:: Material provided ::
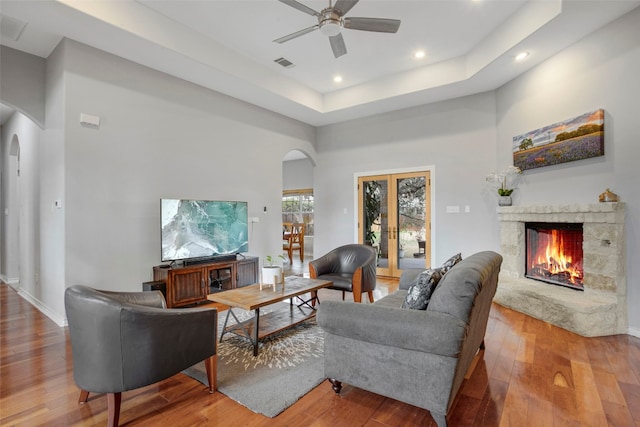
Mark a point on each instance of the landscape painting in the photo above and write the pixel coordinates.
(578, 138)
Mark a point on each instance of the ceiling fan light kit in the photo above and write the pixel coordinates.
(331, 21)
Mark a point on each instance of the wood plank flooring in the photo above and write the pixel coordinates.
(532, 374)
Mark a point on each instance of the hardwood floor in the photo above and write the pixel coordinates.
(532, 374)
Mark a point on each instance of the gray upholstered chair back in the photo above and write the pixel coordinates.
(351, 268)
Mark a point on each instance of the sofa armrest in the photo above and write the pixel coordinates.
(419, 330)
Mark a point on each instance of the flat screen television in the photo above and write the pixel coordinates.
(196, 229)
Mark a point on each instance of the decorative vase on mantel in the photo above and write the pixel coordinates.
(504, 200)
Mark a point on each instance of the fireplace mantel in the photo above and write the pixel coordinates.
(601, 309)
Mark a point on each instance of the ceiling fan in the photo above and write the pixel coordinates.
(331, 21)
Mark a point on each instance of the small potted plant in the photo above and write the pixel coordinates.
(505, 183)
(271, 272)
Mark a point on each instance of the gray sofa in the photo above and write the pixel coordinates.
(416, 356)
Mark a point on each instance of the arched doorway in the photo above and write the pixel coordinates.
(11, 217)
(298, 205)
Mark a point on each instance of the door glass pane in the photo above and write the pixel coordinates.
(411, 222)
(376, 224)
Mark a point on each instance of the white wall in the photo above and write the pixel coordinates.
(159, 137)
(601, 71)
(456, 138)
(297, 174)
(22, 83)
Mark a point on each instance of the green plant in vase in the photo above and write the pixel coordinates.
(505, 182)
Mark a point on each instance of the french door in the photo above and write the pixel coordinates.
(394, 216)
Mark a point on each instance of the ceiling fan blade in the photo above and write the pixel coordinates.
(300, 7)
(296, 34)
(380, 25)
(337, 45)
(344, 6)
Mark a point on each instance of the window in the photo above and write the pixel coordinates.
(297, 206)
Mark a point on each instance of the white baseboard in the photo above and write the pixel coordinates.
(14, 282)
(60, 321)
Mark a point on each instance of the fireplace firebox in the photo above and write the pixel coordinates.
(554, 253)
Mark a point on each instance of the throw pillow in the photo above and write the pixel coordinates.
(448, 264)
(419, 293)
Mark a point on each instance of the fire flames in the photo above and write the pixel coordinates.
(554, 260)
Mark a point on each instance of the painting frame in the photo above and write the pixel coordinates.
(577, 138)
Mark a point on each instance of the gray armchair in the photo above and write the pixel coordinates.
(125, 340)
(351, 268)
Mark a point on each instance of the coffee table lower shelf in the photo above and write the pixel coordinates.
(284, 316)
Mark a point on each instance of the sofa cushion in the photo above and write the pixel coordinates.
(419, 294)
(451, 262)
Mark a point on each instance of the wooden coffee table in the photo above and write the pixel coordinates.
(253, 298)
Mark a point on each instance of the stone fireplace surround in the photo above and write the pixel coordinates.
(601, 309)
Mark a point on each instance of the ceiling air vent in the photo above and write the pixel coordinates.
(284, 62)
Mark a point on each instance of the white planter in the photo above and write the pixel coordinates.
(272, 275)
(504, 200)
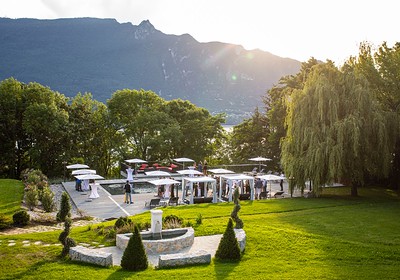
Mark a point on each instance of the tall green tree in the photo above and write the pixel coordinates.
(141, 118)
(199, 133)
(13, 142)
(276, 108)
(336, 130)
(92, 135)
(382, 70)
(249, 138)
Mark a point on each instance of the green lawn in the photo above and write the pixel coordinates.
(333, 237)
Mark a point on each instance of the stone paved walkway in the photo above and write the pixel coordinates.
(205, 243)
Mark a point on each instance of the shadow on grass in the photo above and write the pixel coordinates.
(223, 269)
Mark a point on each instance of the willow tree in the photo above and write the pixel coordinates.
(335, 130)
(382, 70)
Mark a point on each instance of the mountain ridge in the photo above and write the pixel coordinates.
(102, 55)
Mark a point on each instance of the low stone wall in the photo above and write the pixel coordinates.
(183, 259)
(167, 245)
(241, 238)
(83, 254)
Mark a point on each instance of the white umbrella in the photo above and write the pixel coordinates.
(157, 173)
(259, 159)
(135, 160)
(220, 171)
(89, 177)
(183, 160)
(164, 182)
(189, 172)
(77, 166)
(83, 171)
(271, 177)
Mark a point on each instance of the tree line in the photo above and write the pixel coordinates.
(325, 124)
(42, 129)
(328, 124)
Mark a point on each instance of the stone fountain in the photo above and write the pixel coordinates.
(157, 240)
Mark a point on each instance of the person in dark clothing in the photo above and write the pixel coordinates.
(128, 194)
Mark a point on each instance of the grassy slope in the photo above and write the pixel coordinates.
(328, 238)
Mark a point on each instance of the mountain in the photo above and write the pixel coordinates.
(101, 56)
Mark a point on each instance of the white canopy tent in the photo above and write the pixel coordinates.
(83, 171)
(238, 177)
(89, 177)
(183, 160)
(202, 179)
(135, 160)
(271, 177)
(220, 171)
(77, 166)
(259, 159)
(189, 172)
(158, 173)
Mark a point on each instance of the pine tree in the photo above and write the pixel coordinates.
(134, 257)
(65, 208)
(228, 248)
(65, 240)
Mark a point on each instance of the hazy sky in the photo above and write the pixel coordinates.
(299, 29)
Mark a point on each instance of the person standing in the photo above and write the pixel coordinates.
(128, 194)
(205, 167)
(258, 186)
(129, 173)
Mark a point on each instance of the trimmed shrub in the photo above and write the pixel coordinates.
(5, 221)
(172, 221)
(65, 240)
(228, 248)
(65, 208)
(21, 218)
(199, 219)
(236, 209)
(47, 200)
(31, 197)
(134, 257)
(122, 222)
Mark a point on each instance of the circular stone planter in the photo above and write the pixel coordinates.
(172, 240)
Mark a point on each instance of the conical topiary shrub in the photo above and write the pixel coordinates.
(65, 240)
(65, 208)
(228, 248)
(236, 209)
(134, 257)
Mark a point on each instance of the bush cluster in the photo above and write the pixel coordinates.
(21, 218)
(134, 257)
(65, 208)
(5, 221)
(64, 238)
(228, 248)
(172, 221)
(122, 222)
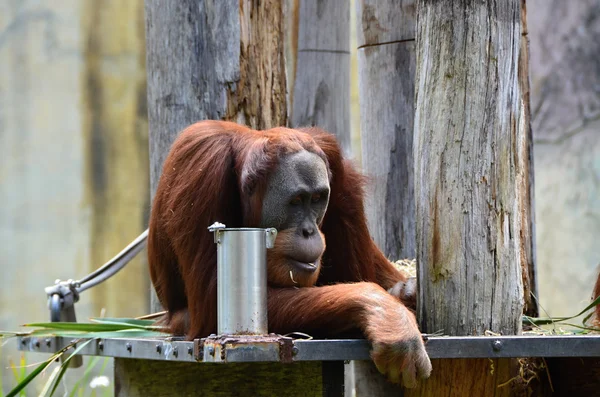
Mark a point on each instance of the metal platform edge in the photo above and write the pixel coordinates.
(167, 349)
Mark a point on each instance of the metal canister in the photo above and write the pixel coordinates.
(242, 279)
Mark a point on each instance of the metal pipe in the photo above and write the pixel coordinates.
(242, 279)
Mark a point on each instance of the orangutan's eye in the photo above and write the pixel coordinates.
(296, 200)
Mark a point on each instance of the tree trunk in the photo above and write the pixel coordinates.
(386, 65)
(321, 83)
(212, 59)
(386, 62)
(472, 181)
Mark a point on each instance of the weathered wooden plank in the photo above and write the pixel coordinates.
(151, 378)
(472, 181)
(321, 86)
(472, 164)
(386, 81)
(386, 65)
(212, 60)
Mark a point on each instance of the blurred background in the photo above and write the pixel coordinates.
(74, 184)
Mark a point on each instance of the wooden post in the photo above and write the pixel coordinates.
(216, 59)
(386, 65)
(321, 71)
(472, 182)
(211, 60)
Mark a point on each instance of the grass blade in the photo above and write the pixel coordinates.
(50, 381)
(65, 365)
(85, 376)
(130, 321)
(24, 382)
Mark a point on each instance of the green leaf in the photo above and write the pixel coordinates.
(86, 327)
(65, 365)
(50, 380)
(84, 377)
(33, 374)
(132, 321)
(126, 333)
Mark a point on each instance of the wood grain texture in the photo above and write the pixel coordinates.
(472, 167)
(143, 378)
(213, 59)
(386, 69)
(321, 86)
(386, 62)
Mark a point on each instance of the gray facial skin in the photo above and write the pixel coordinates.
(296, 198)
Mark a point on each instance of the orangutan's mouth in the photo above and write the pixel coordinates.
(309, 267)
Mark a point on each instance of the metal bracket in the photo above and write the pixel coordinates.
(61, 302)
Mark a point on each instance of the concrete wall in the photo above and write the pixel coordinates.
(565, 103)
(73, 155)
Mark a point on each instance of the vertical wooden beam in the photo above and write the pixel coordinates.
(472, 184)
(386, 65)
(386, 61)
(212, 59)
(321, 87)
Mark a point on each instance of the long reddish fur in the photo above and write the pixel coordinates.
(217, 171)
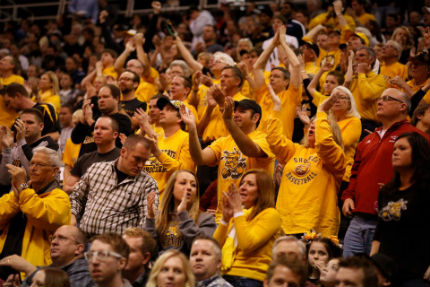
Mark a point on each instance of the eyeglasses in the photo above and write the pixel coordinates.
(390, 99)
(40, 164)
(101, 255)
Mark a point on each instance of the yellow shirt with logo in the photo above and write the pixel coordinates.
(175, 155)
(110, 72)
(232, 163)
(307, 196)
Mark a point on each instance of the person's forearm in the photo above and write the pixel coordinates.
(195, 148)
(375, 247)
(247, 146)
(119, 63)
(205, 120)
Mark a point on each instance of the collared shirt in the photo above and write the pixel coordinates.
(77, 271)
(214, 281)
(102, 205)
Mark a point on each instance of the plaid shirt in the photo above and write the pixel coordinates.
(102, 205)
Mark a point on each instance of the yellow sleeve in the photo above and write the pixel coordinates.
(351, 135)
(9, 207)
(282, 147)
(370, 88)
(327, 149)
(48, 211)
(184, 160)
(251, 235)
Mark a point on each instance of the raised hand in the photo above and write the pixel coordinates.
(228, 108)
(187, 116)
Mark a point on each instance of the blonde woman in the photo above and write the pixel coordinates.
(171, 269)
(179, 219)
(249, 227)
(49, 90)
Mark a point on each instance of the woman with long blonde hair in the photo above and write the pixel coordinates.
(250, 225)
(171, 262)
(179, 219)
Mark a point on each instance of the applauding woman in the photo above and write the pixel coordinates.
(179, 219)
(248, 228)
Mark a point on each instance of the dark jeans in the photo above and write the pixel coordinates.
(238, 281)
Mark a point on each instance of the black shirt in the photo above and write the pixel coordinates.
(403, 218)
(86, 160)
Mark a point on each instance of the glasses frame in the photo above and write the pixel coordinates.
(89, 255)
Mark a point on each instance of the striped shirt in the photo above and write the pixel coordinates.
(101, 205)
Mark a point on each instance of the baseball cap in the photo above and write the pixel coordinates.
(422, 57)
(163, 101)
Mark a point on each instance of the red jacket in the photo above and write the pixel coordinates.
(372, 166)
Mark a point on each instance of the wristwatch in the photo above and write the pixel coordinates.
(23, 186)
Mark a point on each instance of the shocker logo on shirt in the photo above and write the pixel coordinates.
(393, 210)
(302, 172)
(234, 165)
(154, 165)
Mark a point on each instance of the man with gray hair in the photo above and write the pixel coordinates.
(391, 68)
(29, 129)
(373, 168)
(33, 210)
(286, 245)
(205, 261)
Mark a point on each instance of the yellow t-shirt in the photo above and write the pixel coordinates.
(307, 197)
(232, 163)
(290, 99)
(50, 98)
(393, 70)
(176, 155)
(350, 129)
(71, 153)
(145, 91)
(110, 72)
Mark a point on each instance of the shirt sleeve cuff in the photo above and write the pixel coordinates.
(237, 214)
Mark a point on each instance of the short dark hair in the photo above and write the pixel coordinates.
(237, 73)
(148, 241)
(370, 275)
(15, 88)
(292, 262)
(136, 77)
(117, 243)
(284, 71)
(114, 90)
(34, 112)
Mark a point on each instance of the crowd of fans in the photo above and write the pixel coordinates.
(279, 145)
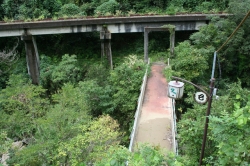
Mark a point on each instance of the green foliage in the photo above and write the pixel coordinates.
(21, 104)
(126, 80)
(59, 124)
(23, 10)
(190, 63)
(54, 76)
(91, 143)
(230, 130)
(69, 10)
(107, 7)
(145, 155)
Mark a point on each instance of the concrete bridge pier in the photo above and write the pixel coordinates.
(32, 57)
(106, 46)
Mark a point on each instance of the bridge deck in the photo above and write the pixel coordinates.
(154, 125)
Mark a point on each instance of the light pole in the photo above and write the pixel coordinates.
(171, 93)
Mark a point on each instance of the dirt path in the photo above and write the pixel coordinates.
(154, 124)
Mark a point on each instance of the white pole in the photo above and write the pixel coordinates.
(212, 76)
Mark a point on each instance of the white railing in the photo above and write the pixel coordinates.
(138, 110)
(174, 128)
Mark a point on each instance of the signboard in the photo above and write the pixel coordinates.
(173, 92)
(200, 97)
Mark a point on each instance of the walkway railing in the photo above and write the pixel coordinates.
(138, 110)
(174, 128)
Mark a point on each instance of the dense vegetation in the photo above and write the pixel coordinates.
(81, 113)
(11, 10)
(228, 142)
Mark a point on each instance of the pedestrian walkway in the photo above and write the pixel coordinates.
(154, 124)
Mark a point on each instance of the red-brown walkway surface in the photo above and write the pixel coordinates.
(154, 125)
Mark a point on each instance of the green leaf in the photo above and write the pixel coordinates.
(238, 96)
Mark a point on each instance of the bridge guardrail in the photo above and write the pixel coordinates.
(174, 128)
(138, 110)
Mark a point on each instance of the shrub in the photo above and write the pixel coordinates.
(69, 10)
(107, 7)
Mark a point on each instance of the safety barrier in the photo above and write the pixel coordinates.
(138, 110)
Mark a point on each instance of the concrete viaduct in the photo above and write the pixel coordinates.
(106, 26)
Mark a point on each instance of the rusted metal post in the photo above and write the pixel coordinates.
(172, 40)
(32, 57)
(145, 45)
(207, 120)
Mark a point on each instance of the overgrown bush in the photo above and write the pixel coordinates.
(107, 7)
(69, 10)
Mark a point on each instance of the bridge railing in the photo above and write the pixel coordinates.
(174, 127)
(138, 110)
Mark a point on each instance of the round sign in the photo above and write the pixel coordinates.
(200, 97)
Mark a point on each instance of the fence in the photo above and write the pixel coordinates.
(138, 110)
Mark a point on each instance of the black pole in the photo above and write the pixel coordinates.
(207, 120)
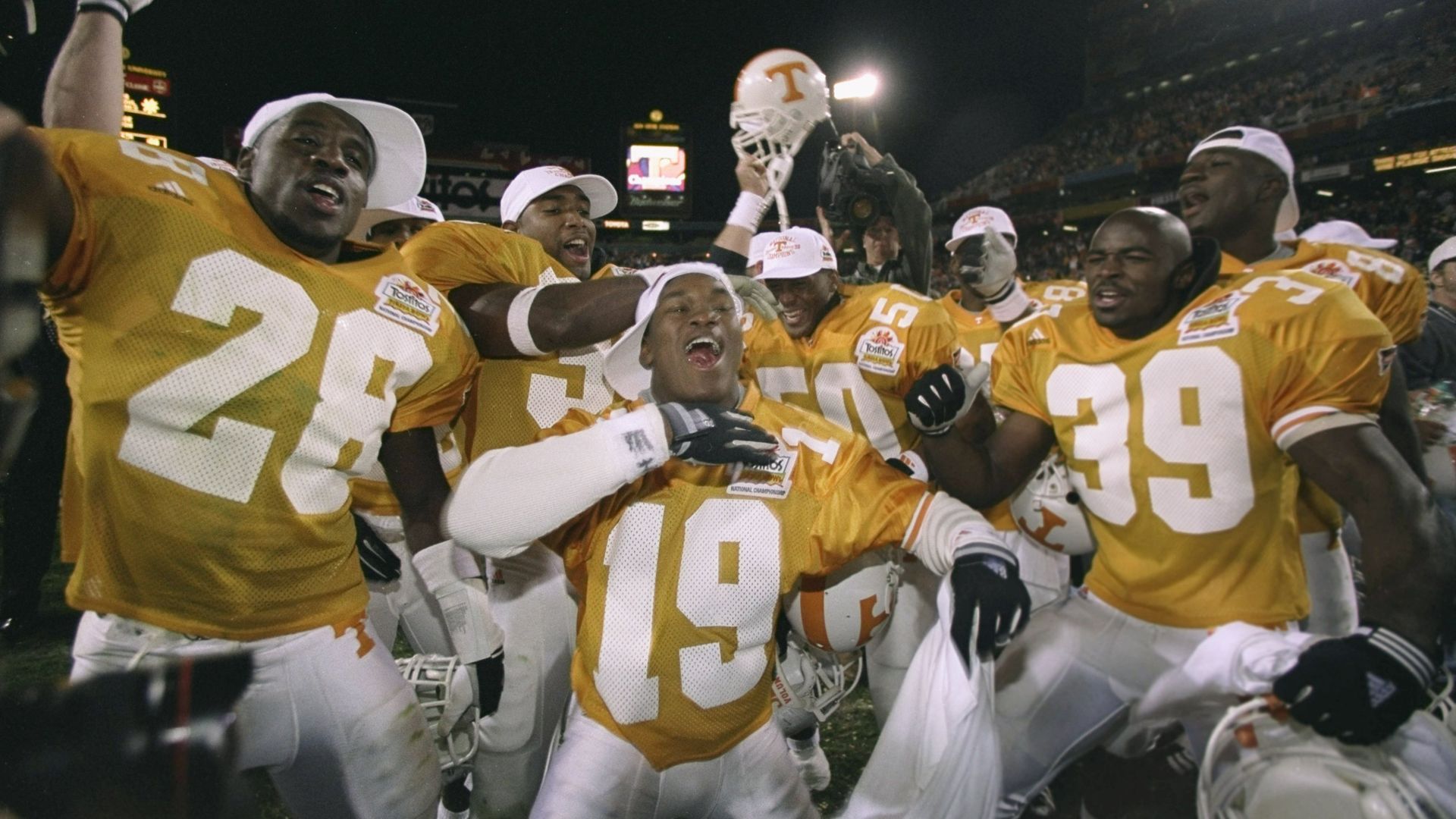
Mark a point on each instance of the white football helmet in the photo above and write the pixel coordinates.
(780, 98)
(1047, 510)
(811, 679)
(1258, 767)
(840, 613)
(444, 691)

:: Task directions ::
Reproduce the entries from the line containing "Mark a point on each instance of the overgrown" through the last entry, switching "photo" to "image" throughout and changing nothing else. Leave the pictures out.

:: Response below ::
Mark a point on each instance of the overgrown bush in the image above and write the pixel coordinates.
(107, 7)
(69, 10)
Mark a point on each instance of the bridge railing in the image above and write the pixel coordinates.
(174, 127)
(138, 110)
Mark a point on each instance of the round sign in the image above and write the pixel coordinates.
(200, 97)
Mark a point on each instance of the fence in the image above and write the pixel coordinates.
(138, 110)
Mark a point on each instance of the black pole in the image above and write the pixel coordinates.
(207, 120)
Mark a point on each instance of the white football helmet in the image above and write the pixel coordinates.
(780, 98)
(1047, 510)
(811, 679)
(1258, 767)
(840, 613)
(444, 691)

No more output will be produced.